» **Exercise goal**
Recast the lines below as a Markdown table with two columns, Row and Line, numbering each line in order and skipping any blank ones. Leave the pictures out.
## Begin Record extracts
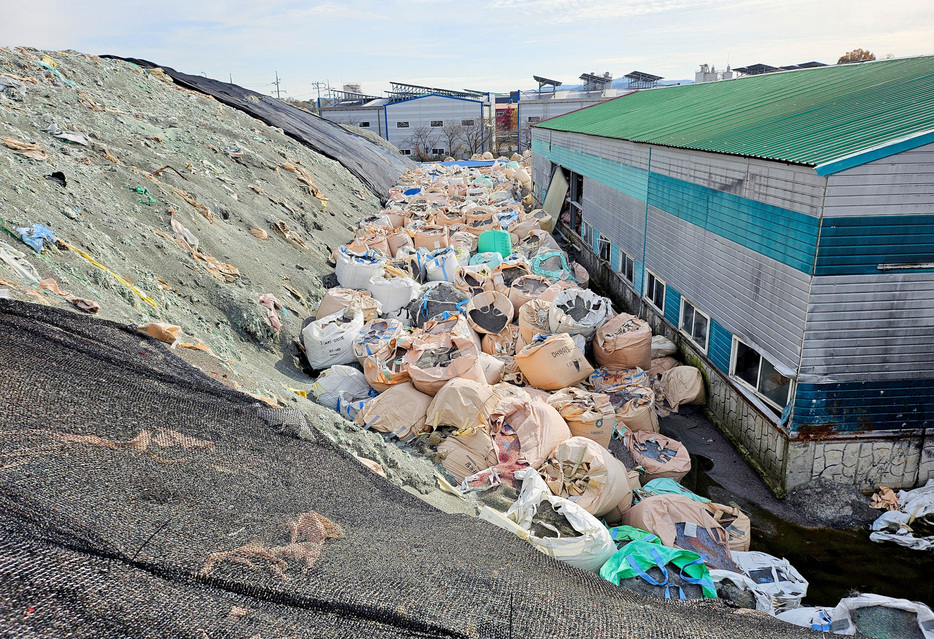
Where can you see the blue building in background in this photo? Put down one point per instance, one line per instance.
(780, 228)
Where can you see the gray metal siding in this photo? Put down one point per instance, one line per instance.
(870, 328)
(795, 188)
(758, 299)
(901, 184)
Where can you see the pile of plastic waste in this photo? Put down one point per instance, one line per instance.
(460, 328)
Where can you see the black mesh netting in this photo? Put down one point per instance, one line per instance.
(140, 498)
(378, 167)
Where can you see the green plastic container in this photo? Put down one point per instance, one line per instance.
(495, 242)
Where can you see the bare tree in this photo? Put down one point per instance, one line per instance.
(422, 141)
(454, 139)
(478, 136)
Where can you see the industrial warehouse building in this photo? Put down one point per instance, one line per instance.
(780, 228)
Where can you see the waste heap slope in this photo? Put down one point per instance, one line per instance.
(141, 498)
(377, 166)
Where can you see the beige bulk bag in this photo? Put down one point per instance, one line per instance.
(623, 341)
(508, 272)
(585, 472)
(736, 524)
(464, 239)
(635, 408)
(473, 280)
(548, 295)
(376, 337)
(400, 410)
(683, 385)
(431, 237)
(538, 426)
(386, 369)
(579, 312)
(489, 312)
(527, 288)
(493, 368)
(660, 456)
(553, 362)
(451, 325)
(502, 343)
(463, 404)
(468, 454)
(432, 363)
(661, 514)
(533, 320)
(660, 365)
(397, 240)
(587, 414)
(337, 299)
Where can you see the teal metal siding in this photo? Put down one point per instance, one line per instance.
(785, 236)
(857, 245)
(860, 406)
(719, 347)
(672, 306)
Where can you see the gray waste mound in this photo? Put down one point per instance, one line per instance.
(141, 498)
(375, 165)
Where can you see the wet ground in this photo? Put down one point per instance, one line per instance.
(835, 562)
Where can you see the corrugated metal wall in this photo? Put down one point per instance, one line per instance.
(420, 112)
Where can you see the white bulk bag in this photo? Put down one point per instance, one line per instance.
(329, 340)
(354, 270)
(393, 293)
(336, 379)
(589, 551)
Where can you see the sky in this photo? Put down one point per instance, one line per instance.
(487, 45)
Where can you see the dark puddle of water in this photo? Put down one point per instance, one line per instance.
(835, 562)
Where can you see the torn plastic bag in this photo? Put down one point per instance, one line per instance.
(684, 523)
(441, 265)
(463, 404)
(585, 472)
(776, 577)
(587, 414)
(578, 311)
(376, 337)
(467, 454)
(489, 312)
(682, 385)
(553, 265)
(553, 362)
(401, 411)
(525, 289)
(533, 320)
(338, 379)
(642, 560)
(354, 270)
(588, 549)
(337, 299)
(742, 591)
(502, 343)
(433, 300)
(882, 617)
(539, 426)
(660, 456)
(436, 360)
(623, 341)
(329, 340)
(635, 408)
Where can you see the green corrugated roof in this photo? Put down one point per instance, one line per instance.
(809, 116)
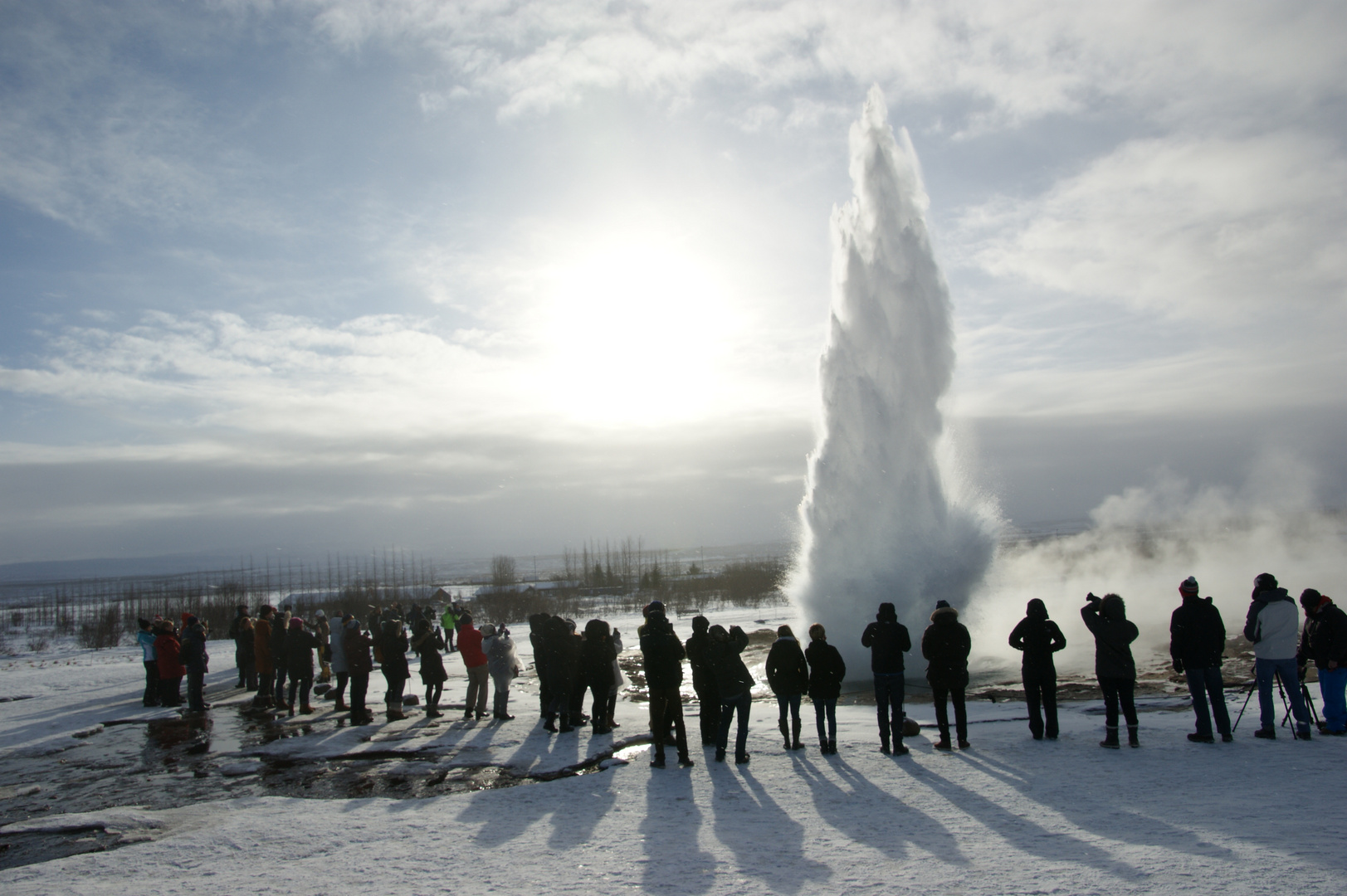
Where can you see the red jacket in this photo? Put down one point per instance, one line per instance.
(471, 647)
(166, 654)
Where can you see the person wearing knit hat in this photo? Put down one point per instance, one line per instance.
(1197, 645)
(1325, 641)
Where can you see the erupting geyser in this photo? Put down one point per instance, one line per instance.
(880, 518)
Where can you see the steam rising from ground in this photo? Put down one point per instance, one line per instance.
(1145, 542)
(884, 519)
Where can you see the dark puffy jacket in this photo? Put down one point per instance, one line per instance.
(698, 658)
(357, 643)
(826, 671)
(300, 652)
(663, 654)
(168, 651)
(194, 655)
(597, 654)
(1325, 636)
(888, 640)
(1107, 621)
(393, 648)
(1039, 637)
(946, 645)
(787, 673)
(732, 675)
(1197, 634)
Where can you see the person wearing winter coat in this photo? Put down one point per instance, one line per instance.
(427, 641)
(1325, 641)
(1106, 617)
(559, 666)
(324, 631)
(361, 665)
(661, 652)
(826, 674)
(1197, 645)
(300, 643)
(1273, 627)
(788, 677)
(146, 639)
(888, 640)
(597, 658)
(946, 645)
(704, 680)
(242, 634)
(1039, 637)
(504, 667)
(393, 647)
(279, 628)
(735, 684)
(339, 667)
(168, 658)
(263, 659)
(471, 647)
(197, 662)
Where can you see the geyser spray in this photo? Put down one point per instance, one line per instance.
(879, 518)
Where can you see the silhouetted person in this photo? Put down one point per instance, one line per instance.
(1197, 645)
(888, 640)
(788, 677)
(1106, 619)
(1039, 637)
(946, 645)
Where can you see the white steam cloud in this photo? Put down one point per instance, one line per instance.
(882, 516)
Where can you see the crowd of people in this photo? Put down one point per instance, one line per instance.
(275, 645)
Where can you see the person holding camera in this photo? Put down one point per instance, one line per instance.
(1197, 645)
(1273, 626)
(1106, 617)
## End Record extracts
» **Finished answer**
| Row | Line |
|---|---|
| 1 | Where can you see the blue building in background in this photo? Put down one point per instance, one line per instance. |
| 2 | (780, 228) |
| 3 | Where can you see the gray metal siding in this photo? Put down one point per instance, one line per instance. |
| 4 | (870, 328) |
| 5 | (795, 188) |
| 6 | (758, 299) |
| 7 | (901, 184) |
| 8 | Where can you see the pile of plastic waste in this photo? Put down one point per instance, one line per instance. |
| 9 | (460, 328) |
| 10 | Where can you see the black mesh netting in this photo? Put down one point per instance, one line per instance. |
| 11 | (140, 498) |
| 12 | (378, 167) |
| 13 | Where can you see the green plastic container in this photo? Put down one point per instance, one line per instance. |
| 14 | (495, 242) |
| 15 | Where can you see the bare tree in this photo? Put down one point per instance, one line per instance. |
| 16 | (422, 141) |
| 17 | (454, 139) |
| 18 | (478, 136) |
| 19 | Where can you see the industrial warehouse building in this photo? Put down one point per instance, one line per instance. |
| 20 | (780, 228) |
| 21 | Where can you see the waste heap slope in this photo? Put down one point per instance, one line per instance. |
| 22 | (141, 498) |
| 23 | (377, 166) |
| 24 | Where can you see the beige bulk bag in this photo? Put down one point per instance, one line per instance. |
| 25 | (623, 341) |
| 26 | (508, 272) |
| 27 | (585, 472) |
| 28 | (736, 524) |
| 29 | (464, 239) |
| 30 | (635, 408) |
| 31 | (473, 280) |
| 32 | (548, 295) |
| 33 | (376, 337) |
| 34 | (400, 410) |
| 35 | (683, 385) |
| 36 | (431, 237) |
| 37 | (538, 426) |
| 38 | (386, 369) |
| 39 | (579, 312) |
| 40 | (489, 312) |
| 41 | (527, 288) |
| 42 | (493, 368) |
| 43 | (660, 456) |
| 44 | (553, 362) |
| 45 | (451, 325) |
| 46 | (502, 343) |
| 47 | (463, 404) |
| 48 | (468, 454) |
| 49 | (432, 363) |
| 50 | (661, 514) |
| 51 | (533, 320) |
| 52 | (660, 365) |
| 53 | (397, 240) |
| 54 | (587, 414) |
| 55 | (337, 299) |
| 56 | Where can you see the teal metal siding in this photo? Put down one point per instance, one line per instance. |
| 57 | (785, 236) |
| 58 | (857, 245) |
| 59 | (860, 406) |
| 60 | (719, 347) |
| 61 | (672, 306) |
| 62 | Where can you see the gray waste mound in this photo? Put down one point per instance, one line per instance. |
| 63 | (141, 498) |
| 64 | (375, 165) |
| 65 | Where can you see the wet ground in this photo? Put down one point per instance, one line per instance. |
| 66 | (835, 562) |
| 67 | Where can you see the corrugated metal wall in this photo? Put down one point per instance, one line per instance. |
| 68 | (420, 112) |
| 69 | Where can you see the white bulk bag in this photo? Put down one point per instance, one line per instance. |
| 70 | (329, 340) |
| 71 | (354, 270) |
| 72 | (393, 293) |
| 73 | (336, 379) |
| 74 | (589, 551) |
| 75 | Where can you see the sky in this photo? Put down one point per instance, one line per instance. |
| 76 | (487, 45) |
| 77 | Where can you see the dark puddle of water in this photo? Put down one point per instance, one line per instance. |
| 78 | (835, 562) |
| 79 | Where can you see the torn plastic bag in this photo? Put down one point per instance, one line per instance. |
| 80 | (684, 523) |
| 81 | (441, 265) |
| 82 | (463, 404) |
| 83 | (585, 472) |
| 84 | (776, 577) |
| 85 | (587, 414) |
| 86 | (578, 311) |
| 87 | (376, 337) |
| 88 | (467, 454) |
| 89 | (489, 312) |
| 90 | (682, 385) |
| 91 | (553, 265) |
| 92 | (553, 362) |
| 93 | (401, 411) |
| 94 | (525, 289) |
| 95 | (533, 320) |
| 96 | (338, 379) |
| 97 | (642, 560) |
| 98 | (354, 270) |
| 99 | (588, 549) |
| 100 | (337, 299) |
| 101 | (742, 591) |
| 102 | (502, 343) |
| 103 | (433, 300) |
| 104 | (882, 617) |
| 105 | (539, 426) |
| 106 | (660, 456) |
| 107 | (436, 360) |
| 108 | (623, 341) |
| 109 | (329, 340) |
| 110 | (635, 408) |
| 111 | Where can you see the green corrugated roof in this photo? Put down one point per instance, one line per instance. |
| 112 | (809, 116) |
| 113 | Where can you see the red jacket in this photo? Put down one point per instance, one line per instance. |
| 114 | (471, 647) |
| 115 | (166, 654) |
| 116 | Where can you see the person wearing knit hat in this photo? Put down one point per instance, one line per instance. |
| 117 | (1197, 645) |
| 118 | (1325, 641) |
| 119 | Where can you see the erupting geyser in this photo? Put down one point per instance, one line per instance. |
| 120 | (880, 518) |
| 121 | Where can you see the steam rising from ground in this photo? Put down one point per instance, one line per instance. |
| 122 | (1145, 542) |
| 123 | (884, 519) |
| 124 | Where can you see the dark puffy jacket in this photo? Put down one point per instance, one line per instance. |
| 125 | (698, 658) |
| 126 | (357, 643) |
| 127 | (826, 671) |
| 128 | (300, 652) |
| 129 | (663, 654) |
| 130 | (168, 651) |
| 131 | (194, 655) |
| 132 | (597, 654) |
| 133 | (1325, 636) |
| 134 | (888, 640) |
| 135 | (1107, 621) |
| 136 | (393, 648) |
| 137 | (1039, 637) |
| 138 | (946, 645) |
| 139 | (787, 673) |
| 140 | (732, 675) |
| 141 | (1197, 634) |
| 142 | Where can you see the person wearing winter coat in this photo? Put down one point per instance, one line per instance. |
| 143 | (427, 641) |
| 144 | (1325, 641) |
| 145 | (1106, 617) |
| 146 | (559, 666) |
| 147 | (324, 631) |
| 148 | (361, 665) |
| 149 | (661, 652) |
| 150 | (826, 674) |
| 151 | (1197, 645) |
| 152 | (300, 643) |
| 153 | (1273, 627) |
| 154 | (788, 677) |
| 155 | (146, 639) |
| 156 | (888, 640) |
| 157 | (597, 658) |
| 158 | (946, 645) |
| 159 | (704, 680) |
| 160 | (242, 634) |
| 161 | (1039, 637) |
| 162 | (504, 667) |
| 163 | (393, 647) |
| 164 | (279, 628) |
| 165 | (735, 684) |
| 166 | (339, 667) |
| 167 | (168, 658) |
| 168 | (263, 659) |
| 169 | (471, 647) |
| 170 | (197, 662) |
| 171 | Where can you see the geyser spray in this photo? Put down one point per instance, one line per instance. |
| 172 | (879, 518) |
| 173 | Where can you see the silhouetted person in this photo? Put down one point per instance, one line per instance. |
| 174 | (1197, 645) |
| 175 | (888, 640) |
| 176 | (788, 677) |
| 177 | (1106, 619) |
| 178 | (1039, 637) |
| 179 | (946, 645) |
| 180 | Where can you see the white steam cloud in this photo? Put down one point per instance, one line per instance. |
| 181 | (882, 516) |
| 182 | Where can you see the crowd of people in this photo? Put down one point per instance, one line per instance. |
| 183 | (275, 645) |
| 184 | Where can you see the person holding camera in this photo? Put down one point per instance, one line per instance. |
| 185 | (1197, 645) |
| 186 | (1273, 626) |
| 187 | (1106, 617) |